19. Qualified Mortgage. Each Mortgage Loan is a
"qualified mortgage"
within the meaning of Section 860G(a)(3) of the Code and Treasury
Regulations
Section 1.860G-2(a) (but without regard to the rule in Treasury
Regulations
Section 1.860G-2(a)(3) or Section 1.860G-2(f)(2) that treats a
defective
obligation as a qualified mortgage under certain circumstances).
Accordingly,
each Mortgage Loan is directly secured by an interest in real
property (within
the meaning of Treasury Regulations Section 1.856-3(c) and
1.856-3(d)), and
either (1) the fair market value of the interest in real property
which secures
such Mortgage Loan was at least equal to 80% of the principal
amount of such
Mortgage Loan at the time the Mortgage Loan was (a) originated or
modified
(within the meaning of Treasury Regulations Section 1.860G-2(b)(1))
or (b)
contributed to the Trust Fund, or (2) substantially all of the
proceeds of such
Mortgage Loan were used to acquire, improve or protect an interest
in real
property and such interest in real property was the only security
for the
Mortgage Loan at the time such Mortgage Loan was originated or
modified. For
purposes of the previous sentence, the fair market value of the
referenced
interest in real property shall first be reduced by (1) the amount
of any lien
on such interest in real property that is senior to the Mortgage
Loan, and (2) a
proportionate amount of any lien on such interest in real property
that is in
parity with the Mortgage Loan.
I-10
20. Advancement of Funds. In the case of each Mortgage
Loan, neither
the Seller nor, to the Seller's knowledge, any prior holder of such
Mortgage
Loan has advanced funds or induced, solicited or knowingly received
any advance
of funds from a party other than the owner of the related Mortgaged
Property
(other than (a) amounts paid by the tenant as specifically provided
under a
related lease or by the property manager or (b) application and
commitment fees,
escrow funds, points and reimbursements for fees and expenses
incurred in
connection with the origination and funding of the Mortgage Loan),
for the
payment of any amount required by such Mortgage Loan, except for
interest
accruing from the date of origination of such Mortgage Loan or the
date of
disbursement of the Mortgage Loan proceeds, whichever is later, to
the date
which preceded by 30 days the first due date under the related
Mortgage Note.
21. No Equity Interest, Equity Participation or
Contingent Interest.
No Mortgage Loan contains any equity participation by the mortgagee
thereunder,
is convertible by its terms into an equity ownership interest in
the related
Mortgaged Property or the related Mortgagor, provides for any
contingent or
additional interest in the form of participation in the cash flow
of the related
Mortgaged Property, or provides for the negative amortization of
interest,
except that, in the case of an ARD Loan, such Mortgage Loan
provides that,
during the period commencing on or about the related Anticipated
Repayment Date
and continuing until such Mortgage Loan is paid in full, (a)

○ ○ ○

• _WHAT YOU ARE ASKED TO DO_: Write out the mortgage loan passage word for word, from "19. Qualified Mortgage." to "under certain circumstances).". The lines below play no part in this.

○ ○ ○

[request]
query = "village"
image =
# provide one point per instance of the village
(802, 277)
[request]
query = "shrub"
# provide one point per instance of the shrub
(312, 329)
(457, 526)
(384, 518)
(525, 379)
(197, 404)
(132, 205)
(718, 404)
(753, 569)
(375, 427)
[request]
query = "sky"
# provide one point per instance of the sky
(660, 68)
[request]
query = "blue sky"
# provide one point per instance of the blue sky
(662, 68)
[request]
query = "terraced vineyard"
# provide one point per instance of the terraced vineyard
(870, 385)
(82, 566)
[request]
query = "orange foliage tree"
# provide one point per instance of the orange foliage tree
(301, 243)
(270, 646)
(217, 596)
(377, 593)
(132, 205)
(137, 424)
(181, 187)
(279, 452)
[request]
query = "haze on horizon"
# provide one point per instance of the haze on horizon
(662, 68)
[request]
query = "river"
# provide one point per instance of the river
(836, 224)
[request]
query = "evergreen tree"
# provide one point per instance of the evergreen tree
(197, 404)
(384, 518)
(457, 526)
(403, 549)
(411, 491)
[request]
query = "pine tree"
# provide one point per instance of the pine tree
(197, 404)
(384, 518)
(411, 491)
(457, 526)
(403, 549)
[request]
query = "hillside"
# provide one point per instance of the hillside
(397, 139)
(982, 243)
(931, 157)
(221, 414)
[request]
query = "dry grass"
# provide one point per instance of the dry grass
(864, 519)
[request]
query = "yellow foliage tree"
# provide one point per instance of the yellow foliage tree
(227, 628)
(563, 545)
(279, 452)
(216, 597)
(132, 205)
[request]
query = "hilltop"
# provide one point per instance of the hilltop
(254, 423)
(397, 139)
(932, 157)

○ ○ ○

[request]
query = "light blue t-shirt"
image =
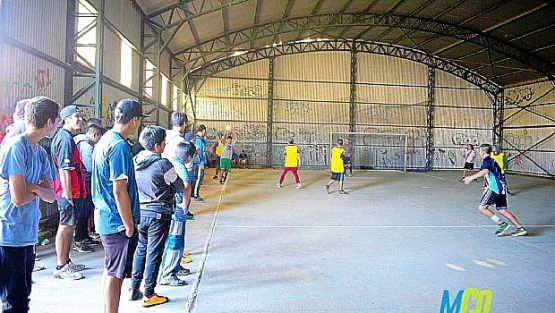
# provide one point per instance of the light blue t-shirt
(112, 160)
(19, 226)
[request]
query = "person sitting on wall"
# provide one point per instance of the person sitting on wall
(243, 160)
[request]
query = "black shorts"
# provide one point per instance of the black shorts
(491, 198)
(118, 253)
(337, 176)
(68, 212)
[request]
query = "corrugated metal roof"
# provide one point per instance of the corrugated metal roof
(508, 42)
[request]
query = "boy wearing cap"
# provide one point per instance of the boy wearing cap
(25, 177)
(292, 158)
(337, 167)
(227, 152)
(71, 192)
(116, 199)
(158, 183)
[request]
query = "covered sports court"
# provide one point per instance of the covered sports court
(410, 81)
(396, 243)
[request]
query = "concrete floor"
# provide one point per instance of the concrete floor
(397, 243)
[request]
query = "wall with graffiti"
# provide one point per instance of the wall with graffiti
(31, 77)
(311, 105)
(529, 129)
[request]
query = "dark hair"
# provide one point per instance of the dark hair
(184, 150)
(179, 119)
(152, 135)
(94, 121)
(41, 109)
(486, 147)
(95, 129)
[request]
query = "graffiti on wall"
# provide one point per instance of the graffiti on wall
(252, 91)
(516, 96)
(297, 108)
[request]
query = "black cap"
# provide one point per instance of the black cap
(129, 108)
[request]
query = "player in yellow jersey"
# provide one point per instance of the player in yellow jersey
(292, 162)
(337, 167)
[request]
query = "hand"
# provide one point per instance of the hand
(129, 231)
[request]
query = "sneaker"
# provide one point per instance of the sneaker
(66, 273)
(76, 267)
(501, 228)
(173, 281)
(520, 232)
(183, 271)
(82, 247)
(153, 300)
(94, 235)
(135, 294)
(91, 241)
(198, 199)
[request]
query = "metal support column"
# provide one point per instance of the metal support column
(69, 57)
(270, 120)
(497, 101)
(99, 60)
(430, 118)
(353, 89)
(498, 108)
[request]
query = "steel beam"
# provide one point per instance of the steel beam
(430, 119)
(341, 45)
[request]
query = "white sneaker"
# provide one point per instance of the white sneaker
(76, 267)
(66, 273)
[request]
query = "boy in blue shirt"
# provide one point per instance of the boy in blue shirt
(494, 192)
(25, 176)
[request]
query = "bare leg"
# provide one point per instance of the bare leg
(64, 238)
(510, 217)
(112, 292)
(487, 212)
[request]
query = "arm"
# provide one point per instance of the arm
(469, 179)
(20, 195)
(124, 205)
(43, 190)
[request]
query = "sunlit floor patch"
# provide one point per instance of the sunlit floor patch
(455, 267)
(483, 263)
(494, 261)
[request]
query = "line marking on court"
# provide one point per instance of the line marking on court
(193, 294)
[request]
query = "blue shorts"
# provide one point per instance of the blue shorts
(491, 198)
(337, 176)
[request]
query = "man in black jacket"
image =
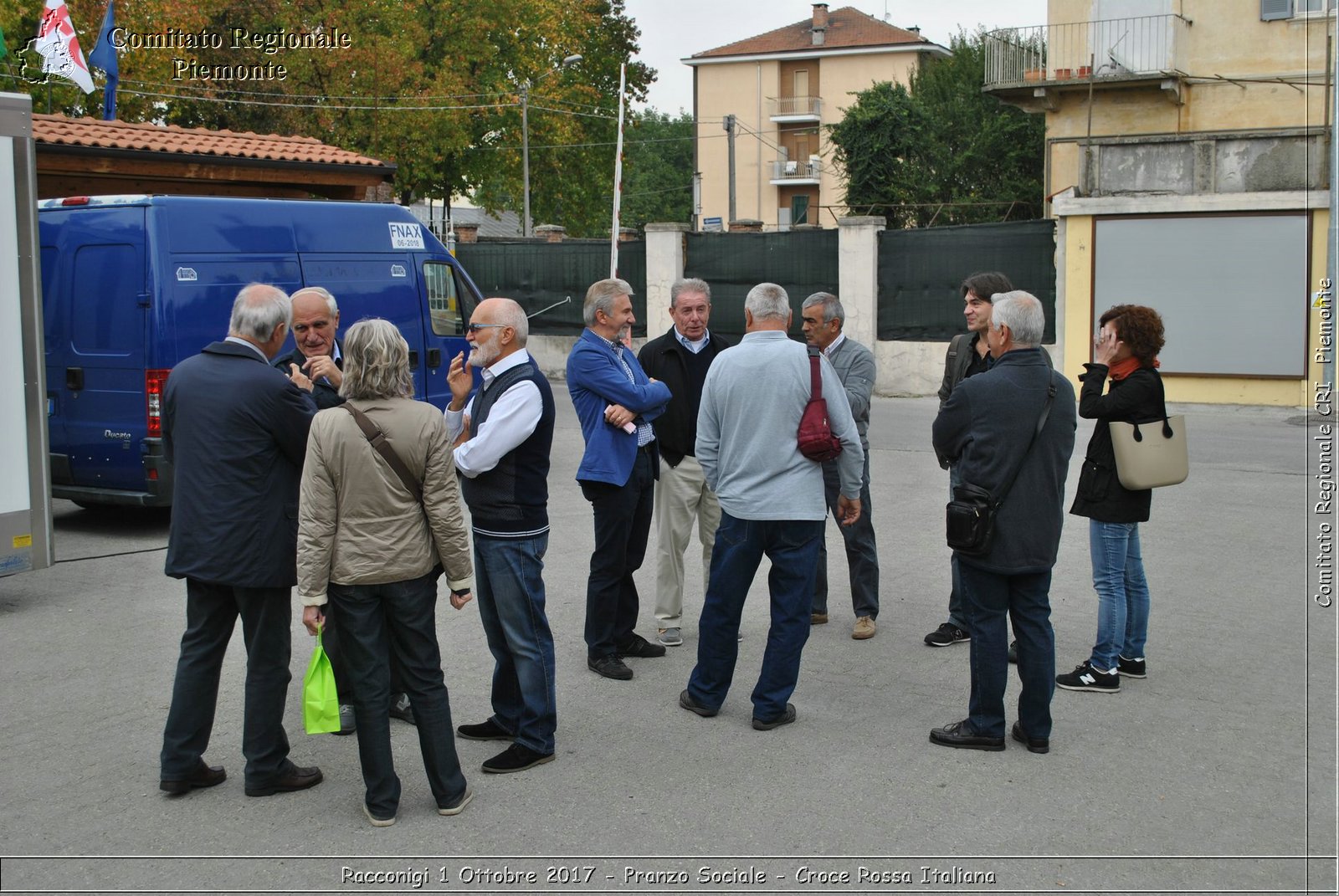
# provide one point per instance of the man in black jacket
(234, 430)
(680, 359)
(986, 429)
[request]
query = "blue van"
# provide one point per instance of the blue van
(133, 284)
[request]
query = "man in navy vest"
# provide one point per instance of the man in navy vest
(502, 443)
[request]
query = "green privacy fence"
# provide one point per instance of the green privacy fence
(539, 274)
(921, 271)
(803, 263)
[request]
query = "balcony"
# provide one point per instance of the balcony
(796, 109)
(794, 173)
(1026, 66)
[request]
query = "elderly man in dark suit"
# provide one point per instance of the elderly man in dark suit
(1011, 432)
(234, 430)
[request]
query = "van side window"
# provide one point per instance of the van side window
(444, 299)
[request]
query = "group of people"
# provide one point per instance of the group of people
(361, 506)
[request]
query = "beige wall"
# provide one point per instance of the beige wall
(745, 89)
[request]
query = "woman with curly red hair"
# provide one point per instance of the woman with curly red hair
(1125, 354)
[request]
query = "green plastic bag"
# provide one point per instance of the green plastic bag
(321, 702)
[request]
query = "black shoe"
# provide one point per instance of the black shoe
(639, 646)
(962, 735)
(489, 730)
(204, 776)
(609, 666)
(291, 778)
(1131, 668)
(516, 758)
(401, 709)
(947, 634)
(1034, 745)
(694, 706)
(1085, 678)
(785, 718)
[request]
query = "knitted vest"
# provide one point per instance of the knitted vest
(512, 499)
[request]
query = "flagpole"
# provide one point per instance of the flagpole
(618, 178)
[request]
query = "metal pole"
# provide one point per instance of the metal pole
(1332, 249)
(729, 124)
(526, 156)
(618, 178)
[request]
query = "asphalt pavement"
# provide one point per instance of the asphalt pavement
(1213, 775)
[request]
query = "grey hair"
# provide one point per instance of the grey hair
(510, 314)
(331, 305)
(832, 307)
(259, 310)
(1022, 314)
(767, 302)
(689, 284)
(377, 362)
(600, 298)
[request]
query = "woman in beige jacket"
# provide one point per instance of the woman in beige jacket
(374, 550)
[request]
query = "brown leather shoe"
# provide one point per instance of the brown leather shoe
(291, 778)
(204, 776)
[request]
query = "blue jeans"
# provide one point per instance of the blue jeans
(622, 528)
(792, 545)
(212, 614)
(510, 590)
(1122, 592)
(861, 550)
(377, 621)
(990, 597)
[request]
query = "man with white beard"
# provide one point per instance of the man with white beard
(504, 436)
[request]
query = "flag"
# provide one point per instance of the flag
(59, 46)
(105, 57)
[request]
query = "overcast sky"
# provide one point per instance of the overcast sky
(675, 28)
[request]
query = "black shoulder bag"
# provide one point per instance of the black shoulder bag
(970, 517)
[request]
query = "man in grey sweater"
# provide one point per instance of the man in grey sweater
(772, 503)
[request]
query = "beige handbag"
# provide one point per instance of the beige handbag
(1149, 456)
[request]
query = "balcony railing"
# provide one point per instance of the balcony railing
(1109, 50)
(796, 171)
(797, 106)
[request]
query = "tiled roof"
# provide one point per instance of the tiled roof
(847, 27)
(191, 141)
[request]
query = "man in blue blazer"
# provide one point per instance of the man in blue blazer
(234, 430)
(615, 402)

○ ○ ○

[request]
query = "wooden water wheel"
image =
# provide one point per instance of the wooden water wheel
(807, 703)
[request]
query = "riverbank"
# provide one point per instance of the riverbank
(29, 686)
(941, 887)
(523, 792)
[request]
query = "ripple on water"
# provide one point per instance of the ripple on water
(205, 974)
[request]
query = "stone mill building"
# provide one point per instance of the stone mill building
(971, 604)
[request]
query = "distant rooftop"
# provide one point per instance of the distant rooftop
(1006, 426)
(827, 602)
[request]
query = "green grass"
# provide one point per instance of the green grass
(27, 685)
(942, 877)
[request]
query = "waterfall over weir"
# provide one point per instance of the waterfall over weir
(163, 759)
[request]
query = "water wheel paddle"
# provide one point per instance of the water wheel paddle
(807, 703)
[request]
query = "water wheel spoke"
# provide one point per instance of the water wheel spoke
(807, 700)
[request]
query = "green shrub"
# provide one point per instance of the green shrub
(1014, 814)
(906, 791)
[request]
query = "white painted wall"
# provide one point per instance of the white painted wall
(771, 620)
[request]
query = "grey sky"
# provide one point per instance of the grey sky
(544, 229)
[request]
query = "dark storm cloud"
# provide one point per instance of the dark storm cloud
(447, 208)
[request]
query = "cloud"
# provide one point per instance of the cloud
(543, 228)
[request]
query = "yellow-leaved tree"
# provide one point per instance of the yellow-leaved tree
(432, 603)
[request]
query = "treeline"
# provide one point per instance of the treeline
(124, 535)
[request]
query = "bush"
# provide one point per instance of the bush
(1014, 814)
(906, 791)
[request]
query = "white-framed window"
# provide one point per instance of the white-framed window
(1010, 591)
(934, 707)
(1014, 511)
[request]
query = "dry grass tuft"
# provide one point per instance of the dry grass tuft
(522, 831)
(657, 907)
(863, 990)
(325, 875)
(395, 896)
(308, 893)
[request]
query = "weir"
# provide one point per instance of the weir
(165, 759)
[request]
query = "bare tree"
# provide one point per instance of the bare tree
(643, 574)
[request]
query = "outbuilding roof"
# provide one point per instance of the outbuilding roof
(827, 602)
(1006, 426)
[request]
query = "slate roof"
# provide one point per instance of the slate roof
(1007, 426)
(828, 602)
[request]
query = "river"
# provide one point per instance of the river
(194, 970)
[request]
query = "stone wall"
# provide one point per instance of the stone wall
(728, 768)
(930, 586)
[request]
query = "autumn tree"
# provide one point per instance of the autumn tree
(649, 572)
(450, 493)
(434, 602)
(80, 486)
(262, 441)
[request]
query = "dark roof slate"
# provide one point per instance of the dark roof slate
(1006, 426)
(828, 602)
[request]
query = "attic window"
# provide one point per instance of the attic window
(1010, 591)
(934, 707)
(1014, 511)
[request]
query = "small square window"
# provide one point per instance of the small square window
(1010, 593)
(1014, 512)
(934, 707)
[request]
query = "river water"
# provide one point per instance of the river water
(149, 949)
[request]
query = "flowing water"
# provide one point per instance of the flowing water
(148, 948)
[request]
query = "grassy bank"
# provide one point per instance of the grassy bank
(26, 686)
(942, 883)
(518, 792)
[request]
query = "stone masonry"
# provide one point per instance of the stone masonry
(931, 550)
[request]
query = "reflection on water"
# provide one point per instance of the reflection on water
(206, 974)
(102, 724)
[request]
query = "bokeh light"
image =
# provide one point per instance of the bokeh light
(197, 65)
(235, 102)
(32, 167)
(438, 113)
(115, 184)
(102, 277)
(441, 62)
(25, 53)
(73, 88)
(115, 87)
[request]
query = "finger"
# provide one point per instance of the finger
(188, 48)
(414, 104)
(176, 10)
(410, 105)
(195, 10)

○ ○ ○

• _COMPLETED EXERCISE_:
19. Qualified Mortgage. Each Mortgage Loan is a
"qualified mortgage"
within the meaning of Section 860G(a)(3) of the Code and Treasury
Regulations
Section 1.860G-2(a) (but without regard to the rule in Treasury
Regulations
Section 1.860G-2(a)(3) or Section 1.860G-2(f)(2) that treats a
defective
obligation as a qualified mortgage under certain circumstances).